• WHAT YOU HAVE TO DO: Copy the listing below line for line, without changing anything.

• RECORDS SUPPLIED:
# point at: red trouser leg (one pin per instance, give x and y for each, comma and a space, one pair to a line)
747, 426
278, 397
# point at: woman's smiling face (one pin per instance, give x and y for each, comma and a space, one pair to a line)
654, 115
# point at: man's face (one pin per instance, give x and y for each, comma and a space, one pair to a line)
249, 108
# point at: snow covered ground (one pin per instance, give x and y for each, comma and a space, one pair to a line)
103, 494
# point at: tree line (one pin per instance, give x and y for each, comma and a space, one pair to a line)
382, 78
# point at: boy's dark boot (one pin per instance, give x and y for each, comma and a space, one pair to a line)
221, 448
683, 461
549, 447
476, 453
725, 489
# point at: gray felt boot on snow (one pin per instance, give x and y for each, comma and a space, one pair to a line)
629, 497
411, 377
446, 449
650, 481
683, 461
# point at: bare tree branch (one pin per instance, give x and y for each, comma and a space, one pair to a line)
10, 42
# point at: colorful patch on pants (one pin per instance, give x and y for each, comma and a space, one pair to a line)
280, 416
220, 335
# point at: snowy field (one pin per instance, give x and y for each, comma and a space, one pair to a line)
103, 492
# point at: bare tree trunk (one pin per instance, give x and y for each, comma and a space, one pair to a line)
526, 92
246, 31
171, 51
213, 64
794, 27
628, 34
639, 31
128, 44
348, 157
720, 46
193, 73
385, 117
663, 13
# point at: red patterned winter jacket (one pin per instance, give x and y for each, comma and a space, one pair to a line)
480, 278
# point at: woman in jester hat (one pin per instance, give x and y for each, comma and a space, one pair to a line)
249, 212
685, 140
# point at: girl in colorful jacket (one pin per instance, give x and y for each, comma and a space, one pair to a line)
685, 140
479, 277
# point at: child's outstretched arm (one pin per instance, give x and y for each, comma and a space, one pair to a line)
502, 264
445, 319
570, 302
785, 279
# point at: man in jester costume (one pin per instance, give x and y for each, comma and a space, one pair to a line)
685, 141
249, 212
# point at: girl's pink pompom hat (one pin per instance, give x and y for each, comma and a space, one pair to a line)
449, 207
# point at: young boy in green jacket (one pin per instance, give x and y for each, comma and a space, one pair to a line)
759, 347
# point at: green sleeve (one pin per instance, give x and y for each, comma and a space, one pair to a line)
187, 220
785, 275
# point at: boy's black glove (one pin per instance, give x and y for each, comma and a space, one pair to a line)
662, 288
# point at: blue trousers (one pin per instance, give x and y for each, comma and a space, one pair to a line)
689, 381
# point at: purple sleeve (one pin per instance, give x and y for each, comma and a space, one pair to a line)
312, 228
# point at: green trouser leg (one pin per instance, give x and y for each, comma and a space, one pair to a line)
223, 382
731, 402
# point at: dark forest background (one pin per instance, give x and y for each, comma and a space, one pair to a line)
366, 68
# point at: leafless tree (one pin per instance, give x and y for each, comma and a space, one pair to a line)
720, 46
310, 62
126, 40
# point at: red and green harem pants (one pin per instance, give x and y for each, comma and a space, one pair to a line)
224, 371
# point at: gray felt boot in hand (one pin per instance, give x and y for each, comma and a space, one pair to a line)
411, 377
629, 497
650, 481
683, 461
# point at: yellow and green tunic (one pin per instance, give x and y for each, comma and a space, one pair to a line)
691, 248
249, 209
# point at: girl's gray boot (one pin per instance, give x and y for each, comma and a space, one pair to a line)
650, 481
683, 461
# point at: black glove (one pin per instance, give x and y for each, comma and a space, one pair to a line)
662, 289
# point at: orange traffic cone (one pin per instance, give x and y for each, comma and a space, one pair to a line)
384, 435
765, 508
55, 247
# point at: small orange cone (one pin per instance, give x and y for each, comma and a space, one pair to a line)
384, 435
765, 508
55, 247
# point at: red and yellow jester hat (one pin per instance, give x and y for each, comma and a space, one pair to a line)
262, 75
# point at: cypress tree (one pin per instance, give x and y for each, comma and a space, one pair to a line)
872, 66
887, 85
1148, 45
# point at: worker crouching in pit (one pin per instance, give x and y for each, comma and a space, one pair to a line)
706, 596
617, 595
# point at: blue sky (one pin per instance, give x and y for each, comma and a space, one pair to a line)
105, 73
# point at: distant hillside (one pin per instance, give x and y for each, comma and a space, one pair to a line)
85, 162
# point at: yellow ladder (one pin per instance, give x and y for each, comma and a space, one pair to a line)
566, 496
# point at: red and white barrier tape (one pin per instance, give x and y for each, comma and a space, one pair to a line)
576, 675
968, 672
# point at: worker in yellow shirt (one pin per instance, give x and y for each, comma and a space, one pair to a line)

• SOLUTION TO THIS PROBLEM:
# point at: red trouser leg (one pin per instance, give x and y for each, comma and a space, one pair to a line)
747, 426
278, 397
# point at: woman's smiling face (one pin per instance, give x and y for each, comma and a space, one pair to a line)
654, 115
# point at: man's face (one pin per instance, give x and y for each, comma and a space, one pair to a line)
249, 108
# point at: snow covered ground (one pin per instance, give x and y for each, comma and a space, one pair to a line)
103, 494
# point at: tree line (one pin per instance, give x and y for each, comma and a space, one pair to a line)
382, 78
# point at: boy's dark boot (one pin per instance, give x and y for each, comma and a space, one pair to a line)
221, 448
683, 461
549, 447
476, 453
725, 489
# point at: gray felt boot on snow (one pin per instance, give x and y for each, comma and a space, one pair to a line)
629, 497
411, 377
446, 449
650, 481
683, 461
# point at: bare tree branch (one pin per instance, give x and y for each, comma and a space, one pair to a line)
10, 42
# point at: colorful patch on pants (one pin per instance, give x and y for each, comma and a space, one pair to a line)
280, 416
220, 335
# point at: snowy field (one pin per instance, give x and y for each, comma and a space, one pair to a line)
103, 492
# point at: bare tree trunk (one pin per instance, give x and y for each, comma and a space, one pair to a line)
526, 92
246, 31
171, 51
213, 64
794, 27
628, 34
639, 31
128, 44
348, 157
720, 46
193, 73
385, 117
663, 13
# point at: red patterned winter jacket (one pin per instance, give x and y for each, comma and a space, one pair to a line)
480, 278
# point at: woman in jester hat (one pin per instance, give x and y for each, comma and a space, one pair to a line)
249, 212
685, 140
# point at: girl in colorful jacket (one pin per instance, give x and y for each, comma and a space, one pair to a line)
685, 140
479, 277
# point at: child's outstretched arm (one pin per instance, give x and y for each, comma and a space, one pair to a line)
502, 264
445, 319
570, 302
785, 279
# point at: man in jester costume (one pin per instance, give x and y for each, comma and a space, one pair to a line)
685, 141
249, 212
# point at: girl's pink pompom hat (one pin per instance, give x and y for each, comma and a space, one pair to a line)
449, 207
# point at: young boy in green jacket (one pin per instance, give x and y for each, comma and a space, one pair to a line)
759, 347
# point at: green sleeve (one pin per instance, give x and y for each, comma and a space, one pair to a line)
187, 220
785, 275
# point at: boy's black glove (one pin per instance, give x and y for each, comma and a space, one pair to a line)
662, 288
# point at: blue trousers (one pin per instance, give x and y for each, comma and a space, one pair to a line)
689, 381
# point at: purple sleeve (one pin per instance, give x and y for each, comma and a space, one pair to a line)
312, 228
# point at: green trouser leg (one pin per instance, give x and y for each, comma and a space, one pair to a line)
223, 382
731, 402
# point at: dark forest background (one pin per instance, give x and y for each, comma and a space, one pair to a line)
366, 68
# point at: leafless tree (one pin per instance, give x and y for each, comma and a space, one pair to a line)
720, 46
310, 62
126, 40
# point at: red and green harem pants (one pin per instance, give x and y for each, comma and a space, one pair to a line)
224, 371
# point at: gray felt boot in hand (one pin per instance, give x and y for each, comma and a space, one pair to a line)
411, 377
629, 497
650, 481
683, 461
# point at: yellow and green tunic (one pin per instance, give x and y for each, comma and a space, one pair to a line)
691, 248
249, 209
# point at: girl's gray boot (one pin per instance, give x and y for each, comma and a space, one pair to a line)
650, 481
683, 461
# point at: black glove (one pin per instance, give x and y for each, comma and a space, one pair to a line)
662, 289
# point at: orange traffic cone (one pin per instance, give x and y for each, comma and a space, one pair to a line)
384, 435
765, 508
55, 247
# point at: small orange cone (one pin per instance, give x and y for each, comma and a space, one pair to a line)
384, 435
765, 508
55, 247
# point at: red and yellow jester hat (one pin per instance, give x and y for each, comma and a space, one pair to a line)
262, 75
# point at: cypress tree (one pin per instance, give x and y for each, comma and a space, one pair to a line)
872, 66
887, 85
1148, 45
# point at: worker crouching in pit (one pin per instance, give x and y for each, comma and a space, one pair to a line)
706, 596
617, 595
# point at: blue sky (one pin per instance, give x and y for each, comma and a space, one pair to a line)
105, 73
# point at: distant hillside (one pin per instance, give x and y for each, comma and a space, one pair to a line)
85, 162
# point at: yellow ladder (one pin per instance, give x and y for each, comma and a space, one pair to a line)
566, 496
# point at: red and white barrier tape (one pin per instance, give x and y for each, comma and a space, one pair to a line)
576, 675
968, 672
# point at: worker in yellow shirt (one pin per instance, give x and y for each, comma and a space, one pair to a line)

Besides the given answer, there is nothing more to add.